Excerpted passage ▸
European stock markets turned positive on the news and The Euro strengthened against the dollar, reversing its earlier decline. The European Central Bank - which itself holds billions of shaky Greek debt - has firmly opposed anything that could trigger what rating agencies call a “credit event,” or default. Mario Draghi, who has been nominated to succeed Jean-Claude Trichet as bank president, testified on Tuesday that the bank could only accept including bondholders if it were “entirely voluntary.” One acceptable option, he indicated, is known as the Vienna Initiative, after a 2009 agreement under which international lenders agreed to roll over credit lines and maintain their exposure to Central and East European countries to carry them through the global financial crisis.

Supplied records ▸
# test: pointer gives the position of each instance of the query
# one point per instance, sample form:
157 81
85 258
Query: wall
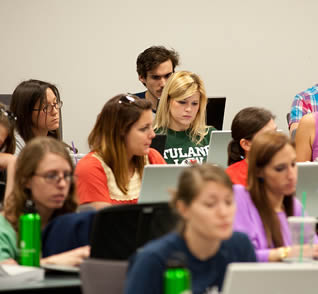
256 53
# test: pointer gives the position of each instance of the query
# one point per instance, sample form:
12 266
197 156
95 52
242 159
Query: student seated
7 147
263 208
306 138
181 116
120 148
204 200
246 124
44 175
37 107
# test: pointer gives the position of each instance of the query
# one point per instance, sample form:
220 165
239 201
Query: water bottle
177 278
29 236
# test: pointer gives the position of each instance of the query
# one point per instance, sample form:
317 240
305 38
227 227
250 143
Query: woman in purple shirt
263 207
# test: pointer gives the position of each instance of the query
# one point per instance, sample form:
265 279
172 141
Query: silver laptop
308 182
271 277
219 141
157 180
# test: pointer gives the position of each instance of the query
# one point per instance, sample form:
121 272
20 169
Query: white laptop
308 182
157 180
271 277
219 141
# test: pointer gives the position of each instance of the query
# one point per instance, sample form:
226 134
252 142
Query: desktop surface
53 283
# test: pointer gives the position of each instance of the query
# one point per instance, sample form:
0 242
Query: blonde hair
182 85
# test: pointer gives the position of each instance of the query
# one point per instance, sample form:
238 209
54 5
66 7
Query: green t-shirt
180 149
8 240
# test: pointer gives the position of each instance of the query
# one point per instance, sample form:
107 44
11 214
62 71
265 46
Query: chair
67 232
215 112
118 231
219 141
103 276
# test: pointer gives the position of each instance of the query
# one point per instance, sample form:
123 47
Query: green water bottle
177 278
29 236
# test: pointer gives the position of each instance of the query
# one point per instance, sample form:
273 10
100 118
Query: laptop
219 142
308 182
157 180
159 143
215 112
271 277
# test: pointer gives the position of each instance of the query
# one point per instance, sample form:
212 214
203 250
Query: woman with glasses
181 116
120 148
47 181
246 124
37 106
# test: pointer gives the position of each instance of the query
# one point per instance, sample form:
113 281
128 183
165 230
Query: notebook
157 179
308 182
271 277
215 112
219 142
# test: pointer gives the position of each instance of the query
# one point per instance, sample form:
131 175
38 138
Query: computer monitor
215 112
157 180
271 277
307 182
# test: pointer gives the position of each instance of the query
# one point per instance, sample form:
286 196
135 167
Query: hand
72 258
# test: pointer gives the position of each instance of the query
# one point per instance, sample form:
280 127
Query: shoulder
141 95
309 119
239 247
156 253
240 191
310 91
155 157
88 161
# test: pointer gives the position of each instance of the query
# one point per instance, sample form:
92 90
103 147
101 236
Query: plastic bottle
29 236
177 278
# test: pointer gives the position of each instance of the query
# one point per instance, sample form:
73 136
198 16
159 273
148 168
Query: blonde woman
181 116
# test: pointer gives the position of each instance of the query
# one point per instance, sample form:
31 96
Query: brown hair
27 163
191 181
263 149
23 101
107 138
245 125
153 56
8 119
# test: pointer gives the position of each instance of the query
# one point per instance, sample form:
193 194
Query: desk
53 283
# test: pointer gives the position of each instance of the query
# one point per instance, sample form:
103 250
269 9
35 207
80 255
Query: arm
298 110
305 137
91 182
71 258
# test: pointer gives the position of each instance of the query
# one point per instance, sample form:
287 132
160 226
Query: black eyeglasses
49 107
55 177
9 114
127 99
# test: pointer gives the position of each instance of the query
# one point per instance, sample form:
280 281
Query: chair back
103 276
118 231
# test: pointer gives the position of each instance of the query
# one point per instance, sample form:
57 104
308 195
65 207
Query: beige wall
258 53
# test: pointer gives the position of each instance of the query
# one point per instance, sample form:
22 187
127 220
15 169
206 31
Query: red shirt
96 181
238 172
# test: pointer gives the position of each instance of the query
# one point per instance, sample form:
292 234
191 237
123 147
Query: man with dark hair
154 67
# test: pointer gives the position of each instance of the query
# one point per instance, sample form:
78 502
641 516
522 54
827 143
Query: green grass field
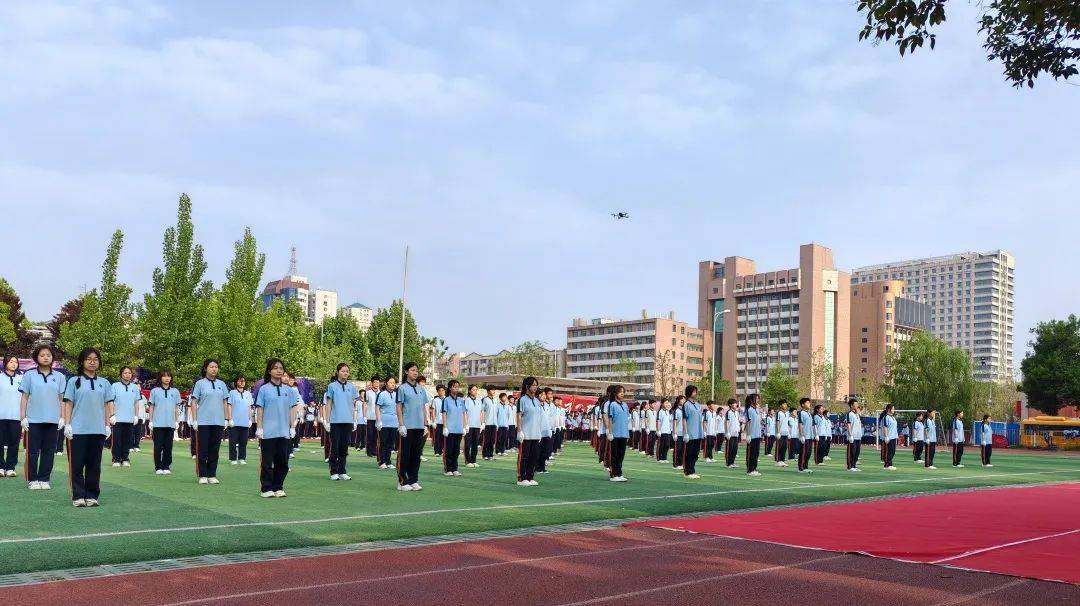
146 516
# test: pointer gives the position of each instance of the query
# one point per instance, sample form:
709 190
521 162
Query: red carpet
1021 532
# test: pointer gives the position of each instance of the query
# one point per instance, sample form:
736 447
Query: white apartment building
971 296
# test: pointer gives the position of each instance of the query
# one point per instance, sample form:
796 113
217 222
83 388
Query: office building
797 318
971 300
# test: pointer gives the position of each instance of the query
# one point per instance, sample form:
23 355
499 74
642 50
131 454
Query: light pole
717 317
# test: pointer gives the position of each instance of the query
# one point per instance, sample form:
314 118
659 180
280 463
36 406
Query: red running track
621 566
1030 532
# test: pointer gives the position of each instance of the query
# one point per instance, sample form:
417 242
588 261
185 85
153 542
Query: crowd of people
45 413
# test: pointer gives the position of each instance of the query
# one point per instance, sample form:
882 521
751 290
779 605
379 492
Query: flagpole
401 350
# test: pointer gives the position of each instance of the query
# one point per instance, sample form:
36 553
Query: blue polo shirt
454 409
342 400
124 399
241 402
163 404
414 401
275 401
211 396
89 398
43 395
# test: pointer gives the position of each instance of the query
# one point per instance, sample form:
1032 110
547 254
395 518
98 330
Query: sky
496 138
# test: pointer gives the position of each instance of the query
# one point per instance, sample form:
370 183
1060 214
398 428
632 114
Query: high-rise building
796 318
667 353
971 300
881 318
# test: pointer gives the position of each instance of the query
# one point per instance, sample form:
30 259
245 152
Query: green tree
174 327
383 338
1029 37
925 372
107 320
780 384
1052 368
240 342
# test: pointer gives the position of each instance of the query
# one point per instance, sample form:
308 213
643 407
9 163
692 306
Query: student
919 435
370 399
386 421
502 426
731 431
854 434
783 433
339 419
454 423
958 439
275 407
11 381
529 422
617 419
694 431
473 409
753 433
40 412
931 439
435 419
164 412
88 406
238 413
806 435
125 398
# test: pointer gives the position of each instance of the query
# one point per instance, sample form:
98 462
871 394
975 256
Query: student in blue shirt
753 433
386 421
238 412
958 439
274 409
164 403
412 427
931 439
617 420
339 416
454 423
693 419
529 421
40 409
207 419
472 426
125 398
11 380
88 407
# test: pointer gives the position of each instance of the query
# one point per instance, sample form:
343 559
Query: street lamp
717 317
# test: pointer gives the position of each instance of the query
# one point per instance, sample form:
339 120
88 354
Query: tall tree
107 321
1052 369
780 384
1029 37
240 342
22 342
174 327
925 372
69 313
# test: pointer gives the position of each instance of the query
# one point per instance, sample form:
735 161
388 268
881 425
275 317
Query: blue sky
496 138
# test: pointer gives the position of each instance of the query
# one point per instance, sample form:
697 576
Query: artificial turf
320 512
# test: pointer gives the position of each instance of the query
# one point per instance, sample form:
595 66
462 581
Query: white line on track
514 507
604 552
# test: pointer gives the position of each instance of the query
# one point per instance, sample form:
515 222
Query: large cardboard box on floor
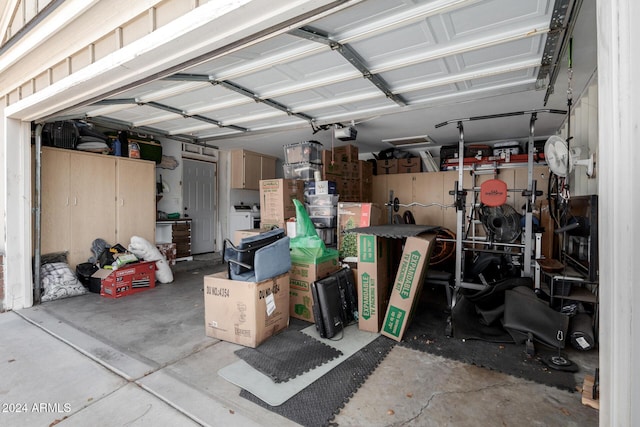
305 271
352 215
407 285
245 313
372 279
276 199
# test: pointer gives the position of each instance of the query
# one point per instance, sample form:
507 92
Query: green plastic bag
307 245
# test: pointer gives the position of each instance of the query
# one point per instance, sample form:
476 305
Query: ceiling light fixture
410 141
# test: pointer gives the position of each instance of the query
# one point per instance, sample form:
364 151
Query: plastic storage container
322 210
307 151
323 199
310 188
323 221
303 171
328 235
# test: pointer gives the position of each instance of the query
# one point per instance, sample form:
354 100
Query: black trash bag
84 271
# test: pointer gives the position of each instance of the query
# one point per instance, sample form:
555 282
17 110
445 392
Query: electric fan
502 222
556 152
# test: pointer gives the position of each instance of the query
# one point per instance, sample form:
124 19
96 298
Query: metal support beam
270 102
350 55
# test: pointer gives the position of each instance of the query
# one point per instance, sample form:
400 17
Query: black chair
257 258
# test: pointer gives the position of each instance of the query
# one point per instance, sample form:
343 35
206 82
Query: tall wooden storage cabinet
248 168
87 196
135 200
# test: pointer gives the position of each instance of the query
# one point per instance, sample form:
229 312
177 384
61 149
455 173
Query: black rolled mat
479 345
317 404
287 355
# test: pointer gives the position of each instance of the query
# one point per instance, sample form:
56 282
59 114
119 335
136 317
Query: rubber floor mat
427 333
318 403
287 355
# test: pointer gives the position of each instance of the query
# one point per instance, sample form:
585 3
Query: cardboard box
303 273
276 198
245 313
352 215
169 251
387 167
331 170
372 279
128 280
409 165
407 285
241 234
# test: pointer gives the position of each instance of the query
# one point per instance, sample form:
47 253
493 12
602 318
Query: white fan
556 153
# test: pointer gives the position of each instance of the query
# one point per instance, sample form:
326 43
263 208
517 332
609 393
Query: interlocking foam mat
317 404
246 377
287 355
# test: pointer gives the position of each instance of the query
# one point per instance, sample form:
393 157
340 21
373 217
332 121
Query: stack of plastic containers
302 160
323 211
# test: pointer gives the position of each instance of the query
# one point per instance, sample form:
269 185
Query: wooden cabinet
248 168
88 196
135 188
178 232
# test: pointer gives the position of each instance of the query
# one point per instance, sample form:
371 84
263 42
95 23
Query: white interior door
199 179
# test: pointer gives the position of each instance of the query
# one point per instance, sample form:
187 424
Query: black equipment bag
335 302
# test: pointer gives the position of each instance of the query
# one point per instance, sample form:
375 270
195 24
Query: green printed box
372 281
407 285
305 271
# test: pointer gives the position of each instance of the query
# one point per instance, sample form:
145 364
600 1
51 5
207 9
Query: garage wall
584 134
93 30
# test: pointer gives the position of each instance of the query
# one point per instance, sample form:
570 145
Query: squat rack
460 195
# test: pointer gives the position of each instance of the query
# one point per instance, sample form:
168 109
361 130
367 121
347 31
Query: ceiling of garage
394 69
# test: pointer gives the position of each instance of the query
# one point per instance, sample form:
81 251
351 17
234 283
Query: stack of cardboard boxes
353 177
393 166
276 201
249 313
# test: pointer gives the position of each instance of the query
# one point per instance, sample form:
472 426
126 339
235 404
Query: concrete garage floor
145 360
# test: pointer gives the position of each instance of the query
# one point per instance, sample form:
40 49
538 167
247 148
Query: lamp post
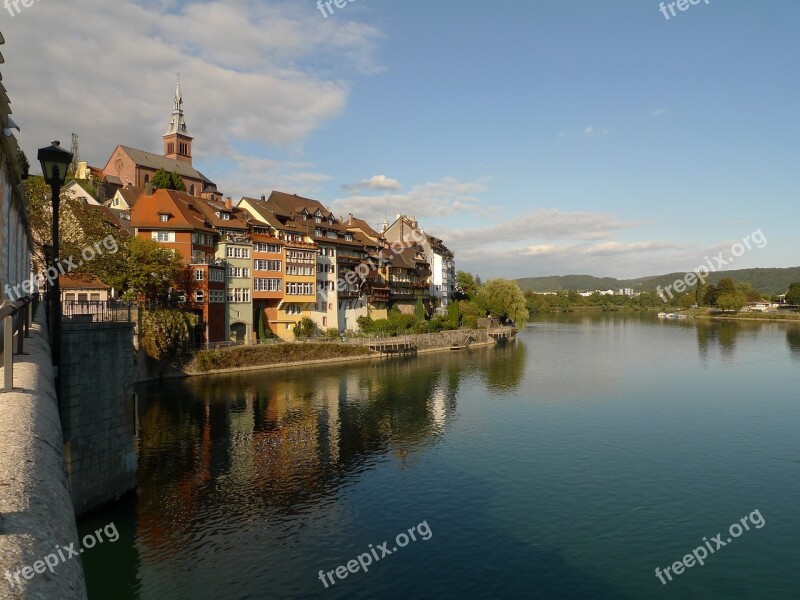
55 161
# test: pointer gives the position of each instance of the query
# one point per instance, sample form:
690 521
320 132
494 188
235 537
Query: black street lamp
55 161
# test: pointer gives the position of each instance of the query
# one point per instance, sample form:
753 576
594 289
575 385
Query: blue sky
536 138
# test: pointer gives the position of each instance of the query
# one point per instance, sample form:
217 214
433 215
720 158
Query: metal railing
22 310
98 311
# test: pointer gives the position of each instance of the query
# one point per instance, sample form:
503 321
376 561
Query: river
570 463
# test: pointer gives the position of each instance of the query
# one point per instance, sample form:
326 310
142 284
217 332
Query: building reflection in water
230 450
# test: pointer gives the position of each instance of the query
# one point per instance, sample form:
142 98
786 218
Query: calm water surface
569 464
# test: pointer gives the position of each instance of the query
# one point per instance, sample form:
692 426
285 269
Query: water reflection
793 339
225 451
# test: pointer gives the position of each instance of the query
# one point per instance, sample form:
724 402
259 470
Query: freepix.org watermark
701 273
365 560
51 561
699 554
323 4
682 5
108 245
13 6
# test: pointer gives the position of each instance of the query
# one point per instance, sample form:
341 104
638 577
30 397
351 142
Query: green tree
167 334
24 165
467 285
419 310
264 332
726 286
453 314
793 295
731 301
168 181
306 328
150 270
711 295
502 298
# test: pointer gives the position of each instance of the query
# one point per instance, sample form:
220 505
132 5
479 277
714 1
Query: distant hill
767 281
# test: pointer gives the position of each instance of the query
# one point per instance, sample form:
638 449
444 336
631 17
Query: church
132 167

Exercise objective ▸
Summarize the excerpt about the European Central Bank and Greek debt in two sentences.

Answer to this task ▸
European stock markets turned positive, and the euro strengthened against the dollar, reversing its earlier decline. The European Central Bank, which holds billions of shaky Greek debt, firmly opposes anything that could trigger a default, and Mario Draghi, nominated to succeed Jean-Claude Trichet as bank president, testified that the bank could accept including bondholders only if it were entirely voluntary, naming the Vienna Initiative as one acceptable option.